Short task 1
From the Director-class tugboat article, list every characteristic named under the "General characteristics" heading.
Short task 2
In the Director-class tugboat article, what drove each paddle wheel?
Short task 3
Quote the part of the Director-class tugboat article that opens with the words containing "- Complement: 22" and closes with "and manoeuvre quickly.".

-- START OF Document --

Director class

Class overview
- Operators: Royal Maritime Auxiliary Service
- Built: 1956–1958
- Planned: 7
- Completed: 7
- Scrapped: 7

General characteristics
- Length: 157 ft (48 m)
- Beam: 30 ft (9.1 m); 60 ft (18 m) over sponsons;
- Draught: 12 ft (3.7 m)
- Installed power: Paxman Diesel 12 YHAXZ
- Propulsion: electrically driven paddle wheels
- Speed: 13 knots (24 km/h; 15 mph)
- Range: 5,900 mi (9,500 km)
- Complement: 22

= Director-class tugboat =

The Director class was a class of diesel-electric paddle tugboats ordered by the British Admiralty's Royal Maritime Auxiliary Service and constructed in 1957–1958. Each paddle wheel was driven by an individual electric motor, giving outstanding manoeuvrability. Paddle tugs were able to more easily make use of the inherent advantage of side wheel paddle propulsion, having the option to disconnect the clutches that connected the paddle drive shafts as one. This enabled them to turn one paddle ahead and one astern to turn and manoeuvre quickly.

-- END OF Document --
-- START OF Available data --

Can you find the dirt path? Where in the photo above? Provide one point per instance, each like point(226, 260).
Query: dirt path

-- END OF Available data --

Full response 1
Length, Beam, Draught, Installed power, Propulsion, Speed, Range, Complement

Full response 2
Each paddle wheel was driven by an individual electric motor.

Full response 3
- Complement: 22

= Director-class tugboat =

The Director class was a class of diesel-electric paddle tugboats ordered by the British Admiralty's Royal Maritime Auxiliary Service and constructed in 1957–1958. Each paddle wheel was driven by an individual electric motor, giving outstanding manoeuvrability. Paddle tugs were able to more easily make use of the inherent advantage of side wheel paddle propulsion, having the option to disconnect the clutches that connected the paddle drive shafts as one. This enabled them to turn one paddle ahead and one astern to turn and manoeuvre quickly.